Provided text START
# Power factor



## mccoy (Dec 31, 2007)

Dear all,
reading some of Jerry Miculek's tips on the web (very clear and useful ones) I came across the expression: "Power factor" for the first time. 

For revolvers up to a Power factor of 200 he suggests one type of grip, for bigger revolvers, another (lower) one (the S&W 500 mag has a power factor of 640 according to him).

Anyone can tell me exactly what is this power factor and its units?


----------



## TOF (Sep 7, 2006)

Hey mccoy, how are things across the big water.

Power factor in the competative gun world is :

Muzzle Velocity (Fps) X bullet weight in grains divided by 1000

for example:

Mv = 1000 Fps
bullet = 180 Grains

1000*180=180000
180000/1000= 180PF

In IPSC there are 2 PF levels used to determine scoring. Major is 165 and Minor is 125 last I heard.

I hope that helps.

:smt1099


----------



## mccoy (Dec 31, 2007)

TOF,
here across the big pond we are having some springtime weather, although we'd be supposed to have nearly freezing temps in this period.

Thanks for the reference on PF. I went and searched more on IPSC but it's a wide world out there, previously unknown to me, I've soon stopped lest I stay glued to the screen all day.

So PF should have the dimensions of a momentum, unless, as maybe I've understood, it's normalized by a momentum of 1000 fps*grs so it becomes a pure number...


----------
Provided text END
◆ **Work instructions**:
1) Answer these questions from the power factor thread, one per line:
(a) What power factor does Jerry Miculek give for the S&W 500 mag?
(b) What muzzle velocity and bullet weight does the worked example use?
(c) What power factor levels are given for Major and Minor in IPSC?
2) Reproduce the power factor thread from "Thanks for the" to "screen all day.", swapping "IPSC" for "USPSA".
Recorded information START
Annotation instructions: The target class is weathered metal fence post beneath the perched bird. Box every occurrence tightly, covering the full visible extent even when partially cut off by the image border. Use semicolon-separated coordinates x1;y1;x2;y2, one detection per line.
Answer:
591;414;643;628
Recorded information END
◆ **Results for each task**:
1)
(a) 640
(b) 1000 fps and 180 grains
(c) Major is 165 and Minor is 125

2)
Thanks for the reference on PF. I went and searched more on USPSA but it's a wide world out there, previously unknown to me, I've soon stopped lest I stay glued to the screen all day.